▸ Text shown:

August 7, 2018

All for the good (Chayei Sarah)

Our Parsha begins by informing us that Sarah died at the age of 127, and in response to the fact that the opening verse repeats that these were ‘the years of Sarah’s life’, Rashi remarks that כלן שוין לטובה – which is generally understood to mean that ‘every year in her life was equally good’.
However, as has been pointed out by Rabbi Zev Leff, if we reflect on the life of Sarah, this comment cannot be taken literally. For example, the 90 years that Sarah was barren could not have been equally as good as the day that Yitzchak was born, and the night that she was dragged to Pharoh could not have been equally as good as other days of celebration in her life.
In fact, a careful reading of Rashi shows that the phrase כלן שוין לטובה does not mean that all the years of Sarah were equally good. Instead, this phrase teaches us that all the years of Sarah were all equally for the good, meaning that even when Sarah experienced tough times, she found ways to channel these experiences towards a positive end.
Interestingly, the Midrash (Bereishit Rabbah 58:3) relates how Rabbi Akiva once drew a parallel between Sarah and Esther. He observed that just as Sarah lived for 127 years, Esther was the Queen over 127 provinces (see Esther 1:1). Though the reason for drawing this comparison was purely to get the attention of his slumbering students, Rabbi Leff explains that these two great women of Jewish history are extraordinary examples of using negative situations as a means for good.  In the case of Esther, though she was disconnected from her people and married to a non-Jewish king, she did not become despondent and did not give up. Instead, Esther thought back to our matriarch Sarah and said to herself, ‘if Sarah could make the best of every second of her life, then I can too.’
While it takes considerable inner strength to achieve this level, I believe that it is achievable. Moreover, not only do we have the examples of Sarah and Esther to show us that it can be done, but we also have modern day examples of men and women who have experienced tough times but have channelled their emotions for the good. Though I can think of many examples, perhaps one of the most moving is that of the Klausenberger Rebbe, Rabbi Yekutiel Yehudah Halberstam whose wife and eleven children were brutally murdered by the Nazis. Yet, despite experiencing such a trauma, Rabbi Halberstam channelled his emotions for the good and committed himself to build the Sanz Medical Center–Laniado Hospital where people would be treated with dignity and where lives could be saved.

▸ Data listing:
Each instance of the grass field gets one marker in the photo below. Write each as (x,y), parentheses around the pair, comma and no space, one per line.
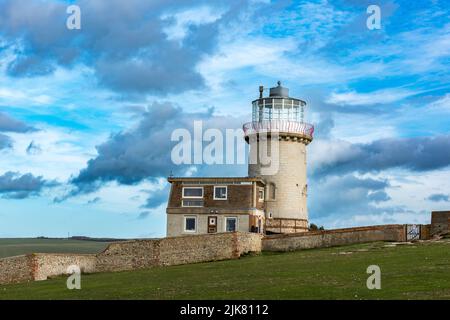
(15,247)
(414,271)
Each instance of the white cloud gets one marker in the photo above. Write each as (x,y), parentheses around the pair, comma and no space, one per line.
(353,98)
(194,16)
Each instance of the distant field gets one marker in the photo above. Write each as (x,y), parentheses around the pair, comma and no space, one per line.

▸ Problem to solve: Reproduce word for word the stretch of the Chayei Sarah piece from "Our Parsha begins" through "in her life.".

▸ Task solution:
Our Parsha begins by informing us that Sarah died at the age of 127, and in response to the fact that the opening verse repeats that these were ‘the years of Sarah’s life’, Rashi remarks that כלן שוין לטובה – which is generally understood to mean that ‘every year in her life was equally good’.
However, as has been pointed out by Rabbi Zev Leff, if we reflect on the life of Sarah, this comment cannot be taken literally. For example, the 90 years that Sarah was barren could not have been equally as good as the day that Yitzchak was born, and the night that she was dragged to Pharoh could not have been equally as good as other days of celebration in her life.